やること ▸ 名古屋市工業研究所の紹介記事によると、結露サイクル試験機の試験槽の寸法はどれだけですか?

出典 ▸
____

2021年2月26日
今回のキラリ公設試(No.38~No.42)では、経済産業省の平成30年度補正予算「地域新成長産業創出促進事業(地域未来オープンイノベーション・プラットフォーム構築事業)」を活用して、 地域の公設試験研究機関・大学に導入された「試験研究・検査設備」の特徴と地域の企業に対する利活用の期待についてご紹介いたします。 実際の利用事例から、『これは自社で活用できるかも!』といった、企業の方々の利活用のヒントへとつなげていければと考えております。導入された設備は県内外に関わらず利用可能となっていますので、是非ともご活用ください。
Nagoya Musubu Tech Labでのイベントの様子
立松さん、巣山さん
名古屋市工業研究所は、名古屋市熱田区において、企業の方々の生産技術の向上や研究開発のための支援を行っています。 令和2年11月には技術系のスタートアップ企業等をサポートする「Nagoya Musubu Tech Lab」open_in_newを開設し、試作・試験用の装置の開放利用やセミナーや相談会など各種イベントを開催しています。
今回は、経済産業省の平成30年度補正予算で導入した「結露サイクル試験機・超促進耐性試験機」について、立松さん、巣山さんにお話を伺いました。
Q1結露サイクル試験機と超促進耐候性試験機の概要を教えてください。
結露サイクル試験機
結露サイクル試験機は試験槽の温湿度を、低温から急激に高温高湿に変化させることで試験槽内のサンプルに強制的に結露を発生させることを繰り返す試験機です。 環境変化で生じる結露や熱疲労によって、金属表面の腐食や異種素材接合部の劣化といった不良要因が製品の耐用年数内で発生しないことを短期間で確認するために活用します。
試験槽の寸法は650×460×370 mm、試験槽耐荷重50kg以内であれば測定可能です。電子基板のように小さくて軽いものは耐荷重5kgの試料棚(最大4段)を設置して試験を行います。 金属、樹脂、セラミックスといった素材を問わず試験可能です。ただし、槽内を物理的、化学的に汚染してしまう可能性がある場合などはお断りさせていただいています。

____

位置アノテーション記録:
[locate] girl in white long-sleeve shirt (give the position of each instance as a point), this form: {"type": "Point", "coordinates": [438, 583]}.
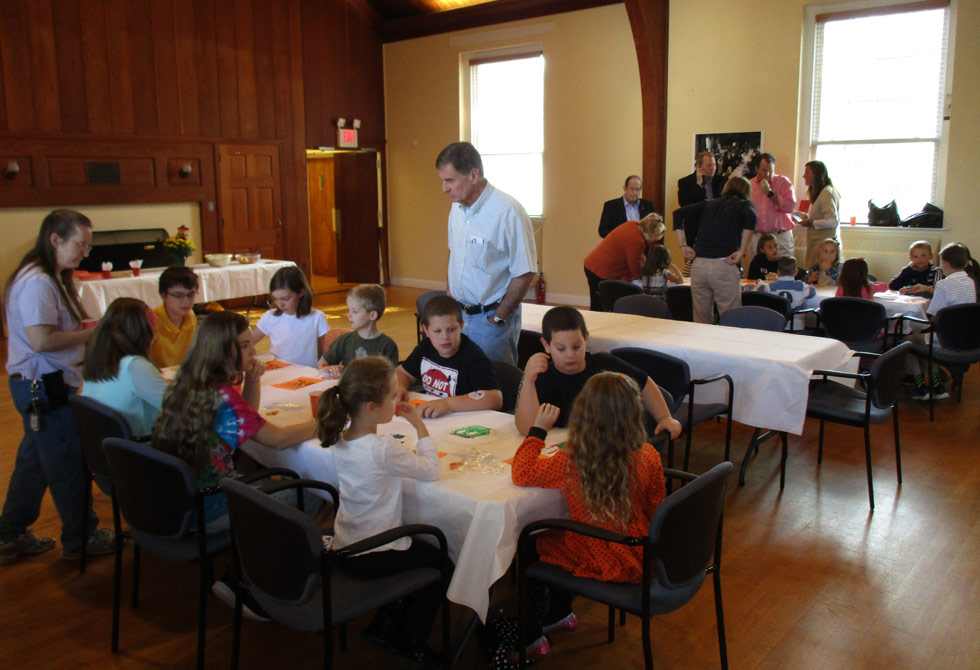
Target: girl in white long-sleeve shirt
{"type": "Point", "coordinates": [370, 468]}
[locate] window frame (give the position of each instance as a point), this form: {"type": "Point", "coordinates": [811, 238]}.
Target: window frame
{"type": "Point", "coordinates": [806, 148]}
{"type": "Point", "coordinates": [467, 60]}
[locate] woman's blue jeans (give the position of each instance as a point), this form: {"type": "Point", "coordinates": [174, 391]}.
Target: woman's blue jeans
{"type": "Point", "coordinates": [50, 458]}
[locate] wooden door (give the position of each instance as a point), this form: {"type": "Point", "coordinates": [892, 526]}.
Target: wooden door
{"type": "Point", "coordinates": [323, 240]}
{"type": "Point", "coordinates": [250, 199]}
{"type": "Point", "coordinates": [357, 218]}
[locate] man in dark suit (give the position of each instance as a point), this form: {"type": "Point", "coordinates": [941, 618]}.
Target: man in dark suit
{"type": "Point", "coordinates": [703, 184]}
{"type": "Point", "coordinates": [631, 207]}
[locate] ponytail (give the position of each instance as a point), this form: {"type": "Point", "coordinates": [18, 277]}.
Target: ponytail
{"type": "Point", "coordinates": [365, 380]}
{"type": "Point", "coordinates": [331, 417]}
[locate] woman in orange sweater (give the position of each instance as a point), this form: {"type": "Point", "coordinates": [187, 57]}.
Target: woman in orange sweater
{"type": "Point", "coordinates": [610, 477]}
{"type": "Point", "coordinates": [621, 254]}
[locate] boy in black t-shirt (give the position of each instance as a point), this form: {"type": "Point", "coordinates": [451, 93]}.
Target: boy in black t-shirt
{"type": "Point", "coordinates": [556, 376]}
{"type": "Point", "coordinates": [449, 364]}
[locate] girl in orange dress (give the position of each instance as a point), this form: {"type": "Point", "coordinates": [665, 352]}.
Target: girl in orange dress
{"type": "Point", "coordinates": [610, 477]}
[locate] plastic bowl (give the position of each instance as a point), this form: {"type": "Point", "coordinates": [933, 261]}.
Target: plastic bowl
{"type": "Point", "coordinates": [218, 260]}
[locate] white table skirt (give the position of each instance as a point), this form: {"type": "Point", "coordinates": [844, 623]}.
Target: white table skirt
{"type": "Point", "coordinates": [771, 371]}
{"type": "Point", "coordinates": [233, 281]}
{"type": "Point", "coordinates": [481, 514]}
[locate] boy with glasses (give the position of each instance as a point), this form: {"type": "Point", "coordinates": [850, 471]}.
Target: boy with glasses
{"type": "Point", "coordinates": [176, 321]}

____

演習の解答 ▸ 650×460×370 mmです。